_Work task_.
The data should be restated word for word, in full.

Region pointing data:

────────

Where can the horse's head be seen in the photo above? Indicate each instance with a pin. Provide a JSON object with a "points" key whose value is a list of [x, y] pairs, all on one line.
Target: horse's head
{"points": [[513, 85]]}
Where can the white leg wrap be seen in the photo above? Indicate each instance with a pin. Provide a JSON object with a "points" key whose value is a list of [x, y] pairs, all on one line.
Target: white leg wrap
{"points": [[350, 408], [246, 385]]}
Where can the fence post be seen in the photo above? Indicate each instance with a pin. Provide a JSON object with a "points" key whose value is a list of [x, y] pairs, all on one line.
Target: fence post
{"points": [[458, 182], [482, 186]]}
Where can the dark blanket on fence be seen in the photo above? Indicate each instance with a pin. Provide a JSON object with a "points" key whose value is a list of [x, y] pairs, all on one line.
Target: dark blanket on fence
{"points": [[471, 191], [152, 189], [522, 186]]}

────────

_Expected output_.
Where can the horse's head be seen in the photo above? Indicate each instance with a pin. Provide a JSON object with a "points" key whose value is a list of [x, y] pairs, all on one line.
Target: horse's head
{"points": [[513, 85]]}
Where can the white leg wrap be seen in the photo above? Indicate each instance with a pin. Provide a JSON object with a "points" key whose value is a list of [x, y] pairs, all on one line.
Target: white leg wrap
{"points": [[350, 408], [246, 385]]}
Where can the fence post be seen in the photo above? Indicate each instance with a pin. Provide a JSON object with a "points" key whose value is a list of [x, y] pairs, all on one line.
Target: fence post
{"points": [[458, 182], [482, 186]]}
Where can the dark blanket on fence be seen in the photo above? Indicate each instance with a pin. Provide a JSON object with a "points" key whose value is a list of [x, y] pairs, all on one line.
Target: dark blanket on fence
{"points": [[471, 191], [152, 189], [522, 186]]}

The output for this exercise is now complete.